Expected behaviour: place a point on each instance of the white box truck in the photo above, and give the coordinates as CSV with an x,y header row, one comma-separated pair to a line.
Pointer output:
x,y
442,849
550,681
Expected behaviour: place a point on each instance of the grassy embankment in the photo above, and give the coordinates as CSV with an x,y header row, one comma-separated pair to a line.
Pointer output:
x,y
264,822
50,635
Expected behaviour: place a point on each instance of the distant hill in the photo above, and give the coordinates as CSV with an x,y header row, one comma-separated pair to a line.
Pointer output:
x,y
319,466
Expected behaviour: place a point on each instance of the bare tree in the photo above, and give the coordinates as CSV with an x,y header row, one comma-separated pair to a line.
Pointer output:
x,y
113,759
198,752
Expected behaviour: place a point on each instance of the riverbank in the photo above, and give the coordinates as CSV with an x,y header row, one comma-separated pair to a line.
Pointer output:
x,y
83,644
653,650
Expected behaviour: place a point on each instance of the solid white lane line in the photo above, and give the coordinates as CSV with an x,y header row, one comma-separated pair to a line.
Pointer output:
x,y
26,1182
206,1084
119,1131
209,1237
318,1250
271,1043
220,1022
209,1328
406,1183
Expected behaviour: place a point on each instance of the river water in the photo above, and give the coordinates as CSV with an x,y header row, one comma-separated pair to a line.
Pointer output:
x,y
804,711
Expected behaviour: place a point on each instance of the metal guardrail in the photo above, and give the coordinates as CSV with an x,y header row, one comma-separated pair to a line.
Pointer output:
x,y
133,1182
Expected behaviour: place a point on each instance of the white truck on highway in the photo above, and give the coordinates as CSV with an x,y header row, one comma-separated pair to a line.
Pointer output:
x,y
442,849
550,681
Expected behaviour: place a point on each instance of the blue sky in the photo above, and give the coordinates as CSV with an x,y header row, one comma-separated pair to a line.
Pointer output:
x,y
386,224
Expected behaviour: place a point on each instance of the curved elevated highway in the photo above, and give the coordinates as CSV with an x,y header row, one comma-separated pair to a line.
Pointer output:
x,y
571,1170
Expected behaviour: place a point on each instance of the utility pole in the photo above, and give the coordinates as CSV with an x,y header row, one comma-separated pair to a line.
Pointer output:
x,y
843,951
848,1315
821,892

* * *

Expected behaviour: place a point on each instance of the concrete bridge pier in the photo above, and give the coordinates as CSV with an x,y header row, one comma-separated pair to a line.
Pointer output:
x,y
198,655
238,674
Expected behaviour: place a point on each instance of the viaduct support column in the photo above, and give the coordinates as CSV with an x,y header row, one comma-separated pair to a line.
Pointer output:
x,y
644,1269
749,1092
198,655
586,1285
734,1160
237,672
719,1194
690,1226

- _AIM OF THE TASK_
In the records above, find each line holding "highway" and copy it.

- _WRITTEN ANSWER_
Expected behaviour: place a point on each instance of the white truck on highway in the photo above, and give the coordinates as CSV with an x,y header row, one comma-separated pair to a line.
Expected behaviour: place a point on each instance of the curved elevated highway in the photo above, and give the coordinates as CSV with an x,y header row, one comma-separated pair to a line.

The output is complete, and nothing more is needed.